▶ **Source extract**:
*-*-*

- Date: 28 February 2015
- Site: Bremen Theatre, Copenhagen
- Hosted by: Troels Lyby
- Organized by: Danish Film Critics Association

Highlights
- Best Film: Silent Heart
- Bodil Honorary Award: Viggo Mortensen
- Best Actor: Henrik Birch The Sunfish
- Best Actress: Danica Curcic Silent Heart
- Most awards: Silent Heart (4)
- Most nominations: Silent Heart (5) / Speed Walking (5)

= 68th Bodil Awards =

2015 Danish film awards ceremony

The 68th Bodil Awards were held on 28 February 2015 in the Bremen Theater in Copenhagen, Denmark, honouring the best national and foreign films of 2014.

On 4 February 2015 it was announced that Danish American actor Viggo Mortensen would receive the 2015 Bodil Honorary Award.

*-*-*

▶ **Given exercise 1**: In the records, rewrite every line from the line containing "Where can the dress" to the line containing "Target: green grass", both included, keeping the requests. Scale each coordinate in the answers by 1.7 and round to whole numbers, with halves going up; leave the numbers in the requests and their sample formats unchanged.
▶ **Given exercise 2**: Pick up the account of the 68th Bodil Awards after its last sentence and write the next part.

(Pointing and labeling entries)

*-*-*

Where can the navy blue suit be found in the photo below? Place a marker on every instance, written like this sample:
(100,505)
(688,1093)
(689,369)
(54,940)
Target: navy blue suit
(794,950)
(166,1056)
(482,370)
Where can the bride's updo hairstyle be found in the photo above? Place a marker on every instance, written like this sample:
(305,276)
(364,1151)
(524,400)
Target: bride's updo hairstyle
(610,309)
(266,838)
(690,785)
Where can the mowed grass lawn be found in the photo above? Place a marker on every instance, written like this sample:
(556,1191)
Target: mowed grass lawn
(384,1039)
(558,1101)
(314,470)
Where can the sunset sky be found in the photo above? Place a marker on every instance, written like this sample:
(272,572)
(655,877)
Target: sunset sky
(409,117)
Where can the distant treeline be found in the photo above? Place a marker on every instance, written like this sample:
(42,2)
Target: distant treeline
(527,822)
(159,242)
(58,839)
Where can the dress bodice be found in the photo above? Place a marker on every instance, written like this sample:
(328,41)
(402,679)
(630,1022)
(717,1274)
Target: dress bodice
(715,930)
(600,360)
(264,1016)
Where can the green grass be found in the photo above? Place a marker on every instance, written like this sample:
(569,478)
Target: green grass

*-*-*

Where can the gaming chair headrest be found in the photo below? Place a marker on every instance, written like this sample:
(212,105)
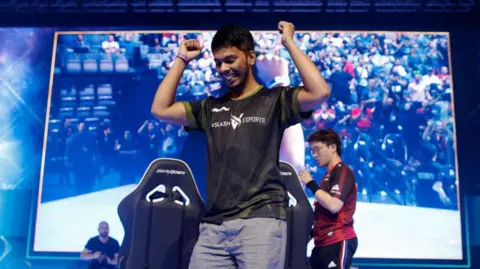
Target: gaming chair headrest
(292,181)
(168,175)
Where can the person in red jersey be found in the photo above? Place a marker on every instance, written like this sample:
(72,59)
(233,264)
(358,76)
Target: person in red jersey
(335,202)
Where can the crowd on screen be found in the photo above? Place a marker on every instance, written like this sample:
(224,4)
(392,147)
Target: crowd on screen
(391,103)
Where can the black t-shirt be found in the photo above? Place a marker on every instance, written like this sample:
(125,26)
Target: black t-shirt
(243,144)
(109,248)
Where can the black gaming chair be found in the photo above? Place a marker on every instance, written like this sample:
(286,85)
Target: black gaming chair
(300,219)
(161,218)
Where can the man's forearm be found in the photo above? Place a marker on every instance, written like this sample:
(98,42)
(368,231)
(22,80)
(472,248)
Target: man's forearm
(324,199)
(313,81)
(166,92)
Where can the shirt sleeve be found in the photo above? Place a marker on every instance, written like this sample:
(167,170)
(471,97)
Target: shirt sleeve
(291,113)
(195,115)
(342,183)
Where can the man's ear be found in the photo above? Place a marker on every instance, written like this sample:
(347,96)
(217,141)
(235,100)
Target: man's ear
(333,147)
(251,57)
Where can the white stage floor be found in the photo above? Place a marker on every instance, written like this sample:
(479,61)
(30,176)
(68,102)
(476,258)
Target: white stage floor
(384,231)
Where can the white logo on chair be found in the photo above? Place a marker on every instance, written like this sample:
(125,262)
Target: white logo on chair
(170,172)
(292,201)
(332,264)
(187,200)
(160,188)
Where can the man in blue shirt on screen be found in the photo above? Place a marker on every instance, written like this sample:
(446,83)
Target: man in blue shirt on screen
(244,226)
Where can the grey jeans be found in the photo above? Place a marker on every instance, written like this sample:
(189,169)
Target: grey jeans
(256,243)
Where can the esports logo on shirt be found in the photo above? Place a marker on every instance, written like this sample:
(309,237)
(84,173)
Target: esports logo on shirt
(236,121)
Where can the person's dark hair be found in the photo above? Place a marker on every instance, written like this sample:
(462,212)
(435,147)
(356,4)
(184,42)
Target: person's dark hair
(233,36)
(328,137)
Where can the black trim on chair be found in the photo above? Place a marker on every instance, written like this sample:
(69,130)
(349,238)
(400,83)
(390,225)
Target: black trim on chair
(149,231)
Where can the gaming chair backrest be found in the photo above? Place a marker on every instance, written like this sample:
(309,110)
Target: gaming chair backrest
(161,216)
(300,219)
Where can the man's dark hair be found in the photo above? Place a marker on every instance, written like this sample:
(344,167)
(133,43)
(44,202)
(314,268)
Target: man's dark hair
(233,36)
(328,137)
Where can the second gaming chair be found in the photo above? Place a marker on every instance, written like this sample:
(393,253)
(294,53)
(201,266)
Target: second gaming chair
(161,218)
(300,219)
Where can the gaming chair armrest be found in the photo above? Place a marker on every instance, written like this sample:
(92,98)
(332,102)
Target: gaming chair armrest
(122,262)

*-*-*

▶ **Task result 1**:
Where can the dress bodice be found in the photo above? Place a marker on every instance, written like this sample:
(328,41)
(402,679)
(630,1022)
(717,1274)
Target: dress bodice
(1216,1581)
(1020,612)
(449,1727)
Where can the green grass be found in the photo above? Place a marker on every instance, written like this sample:
(569,478)
Target: green grass

▶ **Task result 2**:
Silent Heart directed by Bille August became the big winner at the Awards: It won the Best Danish Film Award, Augusts's third, and 27 years since he won his second Bodil for Pelle the Conqueror in 1988. 29-year-old Danica Curcic won her first Bodil Award for Best Actress in a Leading Role as little sister Sanne in the film, while Pilou Asbæk took home his second Bodil statuette for Best Actor in a Supporting Role as Sanne's hash fuming boyfriend. Danish Film Critics Association in collaboration with the Danish Writers Guild had instituted a new award for Best Screenplay, which went to Christian Torpe also for Silent Heart.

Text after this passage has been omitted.